**SHORT PROBLEM:** Could you reproduce every one of the records below line for line, changing nothing?
#### SUPPLIED RECORDS ####
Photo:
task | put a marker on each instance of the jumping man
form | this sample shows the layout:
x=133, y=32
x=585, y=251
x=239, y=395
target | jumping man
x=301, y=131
####
**FINISHED TASK:**
Photo:
task | put a marker on each instance of the jumping man
form | this sample shows the layout:
x=133, y=32
x=585, y=251
x=239, y=395
target | jumping man
x=301, y=131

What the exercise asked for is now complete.